─── ENTRIES SUPPLIED

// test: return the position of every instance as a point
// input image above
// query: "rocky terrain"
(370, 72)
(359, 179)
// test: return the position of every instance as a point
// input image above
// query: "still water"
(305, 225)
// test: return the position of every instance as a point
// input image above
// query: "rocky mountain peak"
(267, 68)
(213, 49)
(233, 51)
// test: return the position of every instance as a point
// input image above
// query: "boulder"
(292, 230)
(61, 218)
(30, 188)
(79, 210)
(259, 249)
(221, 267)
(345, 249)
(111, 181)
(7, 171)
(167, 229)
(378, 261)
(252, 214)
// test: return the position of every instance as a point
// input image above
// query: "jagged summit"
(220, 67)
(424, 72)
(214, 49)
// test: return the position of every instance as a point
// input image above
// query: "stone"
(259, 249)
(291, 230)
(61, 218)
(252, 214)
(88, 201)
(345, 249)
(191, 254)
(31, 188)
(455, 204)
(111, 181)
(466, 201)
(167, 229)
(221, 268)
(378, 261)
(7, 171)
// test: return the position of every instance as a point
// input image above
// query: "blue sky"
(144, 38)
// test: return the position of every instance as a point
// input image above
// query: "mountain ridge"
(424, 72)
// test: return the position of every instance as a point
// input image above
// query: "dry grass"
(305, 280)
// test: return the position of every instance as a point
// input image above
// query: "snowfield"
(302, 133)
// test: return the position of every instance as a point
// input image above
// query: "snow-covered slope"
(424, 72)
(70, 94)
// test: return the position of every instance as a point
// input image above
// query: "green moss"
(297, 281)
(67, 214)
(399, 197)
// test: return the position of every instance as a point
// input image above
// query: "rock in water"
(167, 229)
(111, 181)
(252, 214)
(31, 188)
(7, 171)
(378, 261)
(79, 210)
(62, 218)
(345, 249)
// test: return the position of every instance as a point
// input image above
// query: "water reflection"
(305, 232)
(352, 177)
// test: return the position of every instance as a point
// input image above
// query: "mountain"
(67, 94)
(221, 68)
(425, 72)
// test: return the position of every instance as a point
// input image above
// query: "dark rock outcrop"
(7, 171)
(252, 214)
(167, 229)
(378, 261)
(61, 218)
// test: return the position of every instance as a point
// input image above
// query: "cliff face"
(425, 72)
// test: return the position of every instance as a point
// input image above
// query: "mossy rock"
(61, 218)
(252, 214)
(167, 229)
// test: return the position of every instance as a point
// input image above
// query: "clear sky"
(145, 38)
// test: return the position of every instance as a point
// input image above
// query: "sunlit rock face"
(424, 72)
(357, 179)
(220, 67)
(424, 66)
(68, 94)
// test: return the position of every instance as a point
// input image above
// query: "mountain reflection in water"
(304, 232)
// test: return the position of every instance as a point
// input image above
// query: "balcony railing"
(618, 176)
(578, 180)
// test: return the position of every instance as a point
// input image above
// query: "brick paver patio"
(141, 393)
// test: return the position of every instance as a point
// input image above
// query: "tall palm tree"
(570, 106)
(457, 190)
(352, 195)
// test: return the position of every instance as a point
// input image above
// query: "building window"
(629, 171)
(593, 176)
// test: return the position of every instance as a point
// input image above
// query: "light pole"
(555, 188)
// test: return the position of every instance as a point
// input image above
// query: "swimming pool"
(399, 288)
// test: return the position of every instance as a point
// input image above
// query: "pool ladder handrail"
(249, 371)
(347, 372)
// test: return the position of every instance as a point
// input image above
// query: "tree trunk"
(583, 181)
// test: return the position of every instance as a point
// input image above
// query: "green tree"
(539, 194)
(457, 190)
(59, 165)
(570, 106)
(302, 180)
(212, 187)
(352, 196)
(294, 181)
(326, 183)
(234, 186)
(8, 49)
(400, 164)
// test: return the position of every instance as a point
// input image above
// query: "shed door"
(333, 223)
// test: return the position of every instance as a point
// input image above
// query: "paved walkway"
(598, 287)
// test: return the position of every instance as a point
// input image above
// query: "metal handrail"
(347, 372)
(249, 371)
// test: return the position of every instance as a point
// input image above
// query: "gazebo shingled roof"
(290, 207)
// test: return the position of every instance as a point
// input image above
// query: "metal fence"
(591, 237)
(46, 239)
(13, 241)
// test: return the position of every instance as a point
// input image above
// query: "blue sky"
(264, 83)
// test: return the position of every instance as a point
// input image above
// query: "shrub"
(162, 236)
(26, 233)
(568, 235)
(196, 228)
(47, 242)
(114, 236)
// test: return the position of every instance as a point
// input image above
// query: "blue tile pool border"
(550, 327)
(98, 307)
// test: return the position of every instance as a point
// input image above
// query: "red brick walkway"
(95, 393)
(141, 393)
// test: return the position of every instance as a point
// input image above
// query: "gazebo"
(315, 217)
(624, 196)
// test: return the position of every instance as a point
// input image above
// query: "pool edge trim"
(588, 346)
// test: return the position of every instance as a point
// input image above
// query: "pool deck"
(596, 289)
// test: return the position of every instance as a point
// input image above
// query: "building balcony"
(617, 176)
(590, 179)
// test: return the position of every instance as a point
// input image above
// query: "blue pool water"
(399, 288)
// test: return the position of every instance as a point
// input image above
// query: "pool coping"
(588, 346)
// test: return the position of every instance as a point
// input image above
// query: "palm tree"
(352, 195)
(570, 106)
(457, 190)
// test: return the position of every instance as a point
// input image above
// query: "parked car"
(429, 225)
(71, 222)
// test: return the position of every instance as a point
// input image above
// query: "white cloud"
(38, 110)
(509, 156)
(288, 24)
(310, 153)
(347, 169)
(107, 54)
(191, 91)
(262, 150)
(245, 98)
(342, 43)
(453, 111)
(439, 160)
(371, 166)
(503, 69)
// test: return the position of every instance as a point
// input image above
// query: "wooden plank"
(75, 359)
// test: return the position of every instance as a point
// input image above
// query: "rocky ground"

──────

» **SHORT TASK**
Every entry should be printed again exactly as it stands.

» **SOLUTION TO THIS TASK**
// test: return the position of every instance as a point
// input image above
// query: "rocky terrain"
(370, 72)
(359, 179)
// test: return the position of every instance as a point
// input image above
// query: "still water"
(305, 225)
// test: return the position of every instance as a point
// input image above
// query: "rocky mountain peak"
(267, 68)
(213, 49)
(233, 51)
// test: return the position of every instance as a point
// input image above
// query: "boulder"
(292, 230)
(61, 218)
(30, 188)
(79, 210)
(259, 249)
(221, 267)
(345, 249)
(111, 181)
(7, 171)
(167, 229)
(378, 261)
(252, 214)
// test: return the position of every instance as a point
// input image above
// query: "jagged summit"
(220, 67)
(424, 72)
(214, 49)
// test: return the position of every instance as a point
// input image above
// query: "stone"
(259, 249)
(291, 230)
(61, 218)
(252, 214)
(88, 201)
(345, 249)
(191, 254)
(31, 188)
(455, 204)
(111, 181)
(466, 201)
(167, 229)
(221, 268)
(378, 261)
(7, 171)
// test: return the position of every instance as a point
// input image above
// query: "blue sky"
(144, 38)
// test: return the position of every instance as a point
// input image above
// query: "mountain ridge"
(424, 72)
// test: return the position of every instance as a point
// input image above
// query: "dry grass"
(305, 280)
// test: return the position of every instance as a point
// input image above
// query: "snowfield"
(302, 133)
// test: return the position of every instance as a point
// input image above
// query: "snow-covered slope"
(424, 72)
(70, 94)
// test: return the position of every instance as a point
// input image above
// query: "green moss"
(297, 281)
(67, 214)
(399, 197)
// test: return the position of every instance as a point
// input image above
// query: "rock in water"
(167, 229)
(111, 181)
(252, 214)
(31, 188)
(7, 171)
(378, 261)
(79, 210)
(62, 218)
(345, 249)
// test: return the position of every instance as a point
// input image above
// query: "water reflection"
(305, 232)
(352, 177)
// test: return the position of every instance as a point
// input image above
// query: "mountain"
(67, 94)
(221, 68)
(425, 72)
// test: return the position of every instance as a point
// input image above
// query: "dark rock outcrop"
(7, 171)
(252, 214)
(167, 229)
(378, 261)
(61, 218)
// test: return the position of every instance as a point
// input image above
// query: "cliff face"
(425, 72)
// test: return the position of every instance as a point
// input image above
// query: "mossy rock"
(61, 218)
(252, 214)
(167, 229)
// test: return the position of every instance as a point
// input image above
// query: "clear sky"
(145, 38)
// test: return the position of every instance as a point
// input image above
// query: "sunlit rock face"
(424, 72)
(357, 179)
(220, 67)
(424, 66)
(68, 94)
// test: return the position of every instance as a point
// input image above
// query: "mountain reflection in water"
(304, 232)
// test: return the position of every instance as a point
// input image above
// query: "balcony railing"
(618, 176)
(578, 180)
// test: return the position of every instance as a point
// input image above
// query: "brick paver patio"
(141, 393)
// test: return the position of every instance as a point
// input image above
// query: "tall palm tree"
(570, 106)
(457, 190)
(352, 195)
// test: return the position of every instance as a point
// input image above
// query: "building window"
(629, 171)
(593, 176)
// test: return the position of every instance as a point
// input image above
// query: "light pole"
(555, 188)
// test: return the position of every instance as a point
// input image above
// query: "swimming pool"
(399, 288)
// test: return the position of every instance as a point
// input image above
// query: "pool ladder handrail"
(249, 371)
(347, 372)
// test: return the position of every instance as a point
// input image above
// query: "tree trunk"
(583, 181)
// test: return the position of every instance as a point
// input image above
// query: "green tree"
(539, 194)
(457, 190)
(59, 165)
(570, 106)
(302, 180)
(212, 187)
(352, 196)
(294, 181)
(326, 183)
(234, 186)
(8, 49)
(400, 164)
// test: return the position of every instance as a point
// input image above
// query: "shed door"
(333, 223)
// test: return the position of every instance as a point
// input image above
// query: "paved walkway"
(598, 287)
// test: return the position of every instance as a point
// input image above
// query: "metal handrail"
(347, 372)
(249, 371)
// test: return the position of every instance as a point
// input image above
// query: "gazebo shingled roof"
(290, 207)
// test: return the position of every instance as a point
// input image above
// query: "metal fence"
(591, 237)
(46, 239)
(13, 241)
// test: return the position of every instance as a point
// input image above
// query: "blue sky"
(264, 83)
// test: return the position of every instance as a point
// input image above
// query: "shrub"
(162, 236)
(26, 233)
(568, 235)
(196, 228)
(47, 242)
(114, 236)
// test: return the position of every instance as a point
// input image above
// query: "blue tile pool border"
(550, 327)
(98, 307)
// test: return the position of every instance as a point
// input image above
// query: "red brick walkway"
(95, 393)
(141, 393)
// test: return the position of every instance as a point
// input image above
// query: "gazebo"
(315, 217)
(624, 196)
// test: return the position of every instance as a point
// input image above
// query: "pool edge trim"
(588, 346)
// test: return the position of every instance as a point
// input image above
// query: "pool deck"
(596, 289)
// test: return the position of every instance as a point
// input image above
// query: "building balcony"
(617, 176)
(590, 179)
// test: return the position of every instance as a point
// input image above
// query: "blue pool water"
(399, 288)
// test: return the position of every instance as a point
// input image above
// query: "pool coping"
(588, 346)
// test: return the position of every instance as a point
// input image above
// query: "palm tree"
(352, 195)
(570, 106)
(457, 190)
// test: return the position of every instance as a point
// input image above
// query: "parked car"
(429, 225)
(71, 222)
// test: return the position of every instance as a point
// input image above
// query: "white cloud"
(38, 110)
(509, 156)
(288, 24)
(310, 153)
(347, 169)
(107, 54)
(191, 91)
(262, 150)
(245, 98)
(342, 43)
(453, 111)
(439, 160)
(371, 166)
(503, 69)
// test: return the position of every instance as a point
// input image above
// query: "wooden plank"
(75, 359)
// test: return the position of every instance as a point
// input image above
// query: "rocky ground"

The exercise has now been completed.